EXERCISE GOAL
Can you continue the news story below about the four administrators released at Plains Regional Medical Center, picking up after its last sentence?

By Marlena Hartz: CNJ staff writer
The administrative staff at Plains Regional Medical Center was downsized Thursday, according to PRMC officials.
Four administrators were relieved of their duties effective next week, PRMC spokesperson Tayloria Grant said Friday in a phone interview.
Director of patient care services Joan Martin, director of radiology and assistant administrator Mike Luscombe, human resources manager Pam Zalewski and chief financial officer Wes White were released from their duties with a severance package and the opportunity to apply for other PRMC positions, interim hospital administrator Carl Fitch said.
Fitch said the terminations were not related to the performance of the individuals, nor were they related to a series of inspections conducted at the hospital in response to a confidential complaint.
PRMC was cited by the Centers for Medicare and Medicaid Services for violating federal rules regarding the disposal of medical waste, administering drugs and documenting quality control.

SUPPLIED INFORMATION
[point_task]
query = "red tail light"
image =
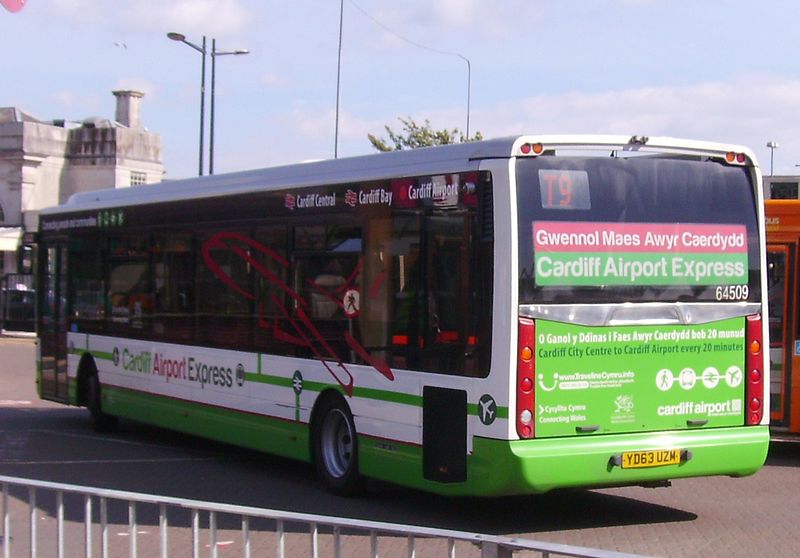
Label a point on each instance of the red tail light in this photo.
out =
(526, 377)
(754, 391)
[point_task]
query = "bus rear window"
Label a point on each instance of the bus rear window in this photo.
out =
(644, 229)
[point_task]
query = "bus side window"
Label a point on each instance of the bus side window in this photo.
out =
(88, 284)
(129, 285)
(225, 318)
(173, 274)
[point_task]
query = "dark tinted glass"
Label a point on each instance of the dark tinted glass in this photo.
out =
(648, 192)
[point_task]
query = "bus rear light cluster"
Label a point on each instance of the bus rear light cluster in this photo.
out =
(531, 149)
(735, 158)
(526, 381)
(754, 391)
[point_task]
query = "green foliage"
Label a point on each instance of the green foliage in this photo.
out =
(416, 135)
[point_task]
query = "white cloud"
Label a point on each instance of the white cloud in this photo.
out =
(211, 17)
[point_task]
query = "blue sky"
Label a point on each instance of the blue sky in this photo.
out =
(722, 70)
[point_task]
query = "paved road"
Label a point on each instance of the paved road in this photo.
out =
(716, 517)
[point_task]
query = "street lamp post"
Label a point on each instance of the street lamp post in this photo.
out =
(181, 38)
(772, 146)
(214, 53)
(469, 86)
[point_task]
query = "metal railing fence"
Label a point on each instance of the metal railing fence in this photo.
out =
(246, 521)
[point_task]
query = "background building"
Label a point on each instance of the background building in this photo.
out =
(42, 163)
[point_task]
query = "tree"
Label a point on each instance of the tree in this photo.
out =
(419, 136)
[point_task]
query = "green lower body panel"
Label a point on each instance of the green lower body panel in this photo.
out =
(494, 467)
(257, 432)
(498, 467)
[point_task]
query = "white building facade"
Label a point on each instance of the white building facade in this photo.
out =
(42, 163)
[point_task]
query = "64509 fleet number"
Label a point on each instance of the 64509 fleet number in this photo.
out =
(732, 292)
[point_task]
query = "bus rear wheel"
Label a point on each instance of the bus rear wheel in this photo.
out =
(336, 447)
(101, 422)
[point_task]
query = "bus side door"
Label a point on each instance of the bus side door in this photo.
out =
(780, 281)
(52, 294)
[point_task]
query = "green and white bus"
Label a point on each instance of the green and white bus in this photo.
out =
(500, 317)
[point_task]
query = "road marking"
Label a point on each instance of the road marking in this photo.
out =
(106, 461)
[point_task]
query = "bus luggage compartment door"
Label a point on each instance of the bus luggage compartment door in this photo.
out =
(444, 434)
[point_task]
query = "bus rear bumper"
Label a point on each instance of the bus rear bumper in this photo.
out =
(535, 466)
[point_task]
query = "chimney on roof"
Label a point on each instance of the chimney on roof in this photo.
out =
(128, 108)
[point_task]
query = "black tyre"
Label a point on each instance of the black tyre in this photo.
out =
(101, 422)
(336, 447)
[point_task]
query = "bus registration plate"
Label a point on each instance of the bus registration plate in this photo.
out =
(650, 458)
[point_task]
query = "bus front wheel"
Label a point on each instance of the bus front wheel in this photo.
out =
(336, 447)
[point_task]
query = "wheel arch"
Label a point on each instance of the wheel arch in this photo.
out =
(324, 396)
(86, 368)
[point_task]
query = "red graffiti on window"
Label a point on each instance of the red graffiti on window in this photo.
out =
(301, 330)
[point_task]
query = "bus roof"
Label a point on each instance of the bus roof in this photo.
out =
(396, 164)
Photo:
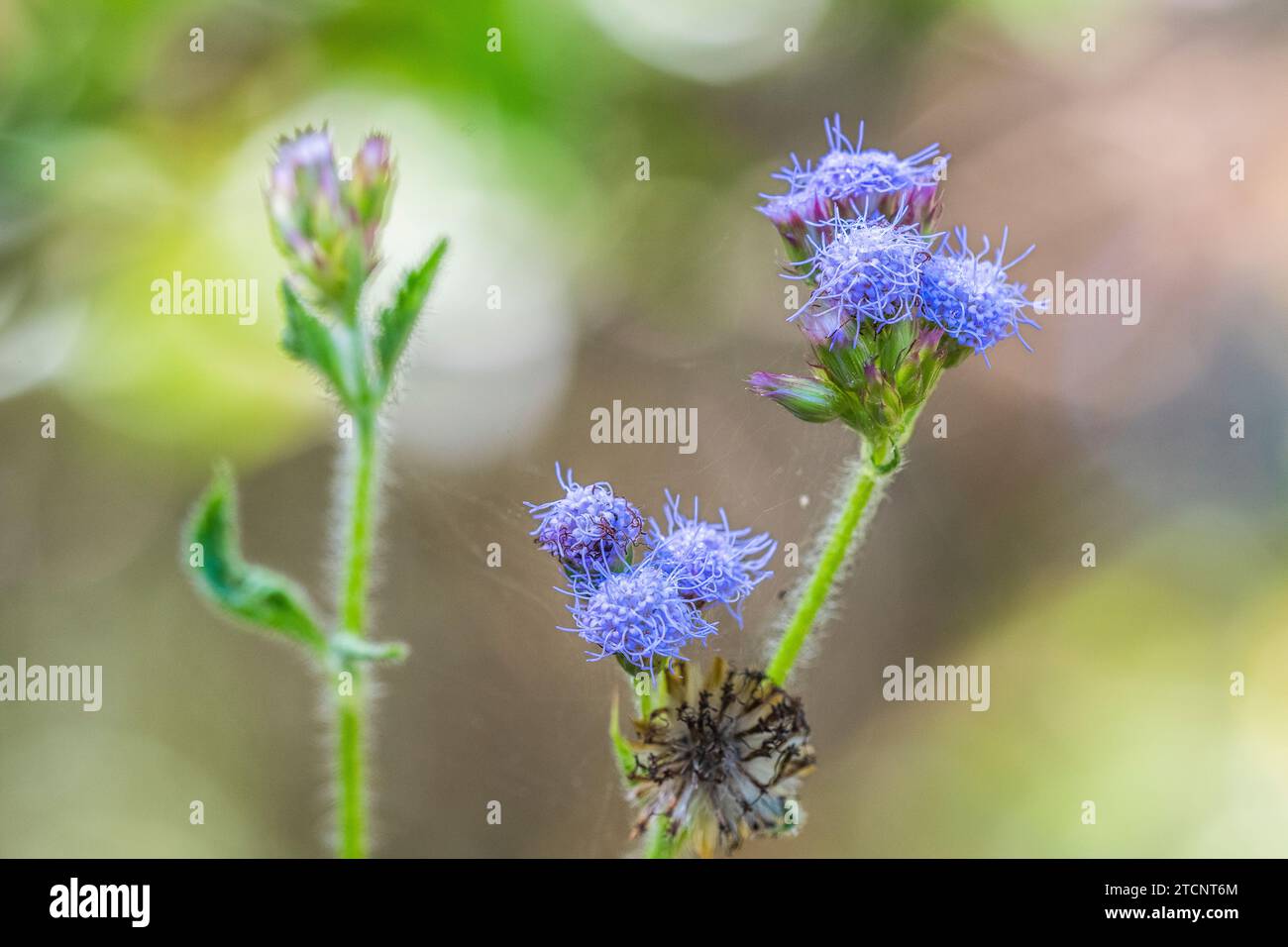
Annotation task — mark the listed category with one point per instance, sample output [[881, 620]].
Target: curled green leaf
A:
[[310, 341], [250, 592]]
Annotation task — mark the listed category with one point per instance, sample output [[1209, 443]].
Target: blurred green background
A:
[[1108, 684]]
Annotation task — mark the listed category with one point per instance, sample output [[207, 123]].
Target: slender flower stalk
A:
[[713, 759], [327, 231], [892, 305]]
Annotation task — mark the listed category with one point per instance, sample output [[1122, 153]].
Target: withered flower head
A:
[[720, 759]]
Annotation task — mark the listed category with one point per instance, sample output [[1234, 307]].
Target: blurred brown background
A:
[[1108, 684]]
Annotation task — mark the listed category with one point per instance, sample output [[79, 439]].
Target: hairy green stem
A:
[[349, 775], [356, 557], [876, 468]]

RESULT OF THE TASK
Two of the four positions have been consolidated, and two have been eliminated. One individual, under the title of chief operating officer, will be responsible for the duties of the nursing director and the chief financial officer, said Fitch, who recommended the administrative changes. Those duties are currently being managed by the interim chief operating officer, Shawna O’Neill, who hails from the same company as Fitch, the Compass Group, a health care management company. Fitch was hired to assess and improve operations at the hospital, Grant said.
Onboard next month will be new PRMC administrator Hoyt Skabelund of Socorro.
“We are reorganizing to improve our performance and operations at the hospital,” Fitch said.
“This is being done primarily to effect a more streamlined, tighter, effective organization. This is a 106-bed hospital, and in my assessment the organization previously looked like a much larger organization,” he said.
Zalewski declined to comment on her termination.
White and Luscombe did not return Clovis News Journal phone calls on Friday, and attempts to reach Martin were unsuccessful.
The hospital serves more than 110,000 people living within a 100-mile radius of Clovis.